(TEXT EXCERPT)

NLPAUG – A Python library to Augment Your Text Data

nithilaau Last Updated : 21 Oct, 2024

8 min read

Introduction

In contrast to Computer Vision, where image data augmentation is common, text data augmentation in NLP is uncommon.

Simple manipulations on images, such as rotating them a few degrees or turning them to grayscale, have little effect on their semantics. Because of the semantically invariant transformation, augmentation has become an important tool in Computer Vision research.

I looked through the current literature to see whether there had been any attempts to build augmentation approaches for NLP. Based on my findings, I’ll present an overview of existing approaches for text data augmentation in this article and introduce the python library ‘NLPAug’.

Why and What is Data Augmentation?
Different methods of Text Augmentation
Introduction to NLPaug library
Basic elements of NLPaug library
1. Character
2. Word
3. Flow

Why and What is Data Augmentation?

Data Augmentation describes applying transformations to our original labeled examples to construct new data for the training set

This simply means we want to generate more data and more examples from our current dataset. So what it means is, let’s say you have data (X, Y), where X is a sentence and Y is its corresponding label. So, we can imagine it to be like X is a movie review and Y is the sentiment associated with that review.

As a part of data augmentation, we transform this X and create X’ out of it, while still preserving the label Y.

(X, Y) ——T——> (X’, Y)

So, as you can see since Y is still preserved, which means the transformation that we want to apply, say, T, has to be semantically invariant which means it doesn’t change the meaning of the original sentence. So, X’ could be syntactically a little different compared to X, but semantically it should mean the same thing.

People have been researching to come up with different data augmentation techniques to answer this question – “How do you define T efficiently so that X’ is diverse enough, yet semantic coherent so that the model becomes robust and generalizes well on the unseen data?”

Let’s see how this is done with a simple example.

Consider a sentence: This is a good movie.

So, this is one review. Using data augmentation techniques we have created the following five examples :

Movies good
Awesome movie
I like the movie
Enjoyed movie
This is a nice film

Different methods of Text Augmentation

In this section, we will discuss different techniques to augment the text. Let’s start with Synonym Replacement.

(End TEXT EXCERPT)
(RECORDS PROVIDED)

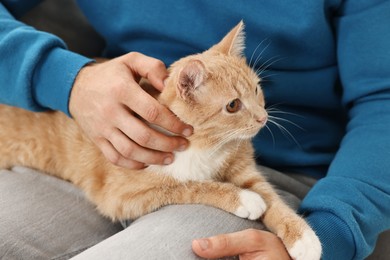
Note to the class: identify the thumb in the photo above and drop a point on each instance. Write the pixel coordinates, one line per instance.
(226, 244)
(147, 67)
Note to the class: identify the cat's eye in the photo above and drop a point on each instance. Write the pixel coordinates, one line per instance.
(233, 106)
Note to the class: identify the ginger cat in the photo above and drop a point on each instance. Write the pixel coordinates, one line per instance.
(219, 95)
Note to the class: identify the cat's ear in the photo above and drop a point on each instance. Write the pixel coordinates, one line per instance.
(234, 42)
(190, 78)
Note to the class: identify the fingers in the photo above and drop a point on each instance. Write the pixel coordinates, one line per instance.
(147, 67)
(147, 137)
(114, 157)
(232, 244)
(152, 111)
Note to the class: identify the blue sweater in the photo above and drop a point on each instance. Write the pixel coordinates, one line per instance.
(325, 64)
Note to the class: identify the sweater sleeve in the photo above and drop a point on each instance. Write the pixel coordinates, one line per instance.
(350, 207)
(36, 70)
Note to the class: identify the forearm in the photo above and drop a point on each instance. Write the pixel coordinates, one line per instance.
(37, 72)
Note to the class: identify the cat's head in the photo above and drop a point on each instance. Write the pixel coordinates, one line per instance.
(217, 92)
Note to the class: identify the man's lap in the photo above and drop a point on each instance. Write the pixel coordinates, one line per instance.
(42, 217)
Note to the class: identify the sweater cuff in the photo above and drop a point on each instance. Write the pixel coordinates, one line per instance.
(54, 77)
(335, 236)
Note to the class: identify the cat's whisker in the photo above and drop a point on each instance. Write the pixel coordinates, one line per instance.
(265, 66)
(287, 121)
(272, 135)
(254, 52)
(285, 131)
(259, 56)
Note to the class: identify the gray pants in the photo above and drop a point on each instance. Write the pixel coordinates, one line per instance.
(42, 217)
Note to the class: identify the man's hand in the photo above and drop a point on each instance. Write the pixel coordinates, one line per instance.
(105, 100)
(248, 244)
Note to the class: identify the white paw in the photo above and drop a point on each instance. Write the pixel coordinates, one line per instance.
(252, 205)
(306, 248)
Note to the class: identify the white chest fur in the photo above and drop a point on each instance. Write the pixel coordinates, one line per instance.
(193, 164)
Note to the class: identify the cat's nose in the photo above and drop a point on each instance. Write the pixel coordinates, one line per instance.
(262, 119)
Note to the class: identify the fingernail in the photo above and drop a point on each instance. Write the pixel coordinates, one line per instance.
(168, 160)
(182, 147)
(203, 243)
(187, 132)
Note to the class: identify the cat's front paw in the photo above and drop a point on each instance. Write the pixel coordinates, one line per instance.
(252, 205)
(308, 247)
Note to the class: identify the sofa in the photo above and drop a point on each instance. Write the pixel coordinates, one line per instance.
(63, 18)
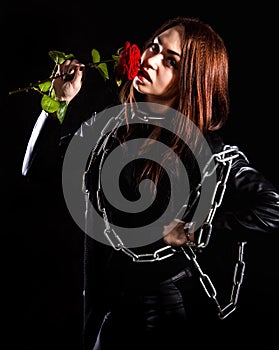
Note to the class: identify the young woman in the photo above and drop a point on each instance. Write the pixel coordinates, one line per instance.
(145, 279)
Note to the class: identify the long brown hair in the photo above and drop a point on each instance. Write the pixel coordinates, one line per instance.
(203, 80)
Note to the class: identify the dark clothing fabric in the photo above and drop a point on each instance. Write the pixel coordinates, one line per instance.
(130, 302)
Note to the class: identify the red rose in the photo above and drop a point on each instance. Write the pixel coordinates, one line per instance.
(129, 62)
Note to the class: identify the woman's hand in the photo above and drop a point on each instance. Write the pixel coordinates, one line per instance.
(69, 83)
(176, 235)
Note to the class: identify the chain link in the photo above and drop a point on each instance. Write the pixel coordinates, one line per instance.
(223, 161)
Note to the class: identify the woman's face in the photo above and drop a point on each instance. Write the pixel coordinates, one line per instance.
(160, 65)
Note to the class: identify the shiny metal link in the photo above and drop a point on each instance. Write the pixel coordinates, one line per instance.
(222, 159)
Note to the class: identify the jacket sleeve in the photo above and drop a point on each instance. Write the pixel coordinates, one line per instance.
(250, 202)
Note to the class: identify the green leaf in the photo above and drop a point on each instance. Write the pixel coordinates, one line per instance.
(49, 104)
(59, 57)
(44, 87)
(61, 112)
(95, 56)
(103, 69)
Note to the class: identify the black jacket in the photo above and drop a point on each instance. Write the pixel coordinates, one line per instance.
(250, 204)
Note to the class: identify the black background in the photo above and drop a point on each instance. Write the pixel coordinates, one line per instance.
(41, 246)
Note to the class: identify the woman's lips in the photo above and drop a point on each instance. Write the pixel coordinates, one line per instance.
(143, 75)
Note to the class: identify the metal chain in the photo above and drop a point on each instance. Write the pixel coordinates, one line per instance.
(223, 161)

(End RECORDS PROVIDED)

◆ INSTRUCTIONS TO FOLLOW ◆
According to the NLPAUG article, which text augmentation technique does its discussion of methods start with?

◆ YOUR SOLUTION ◆
Synonym Replacement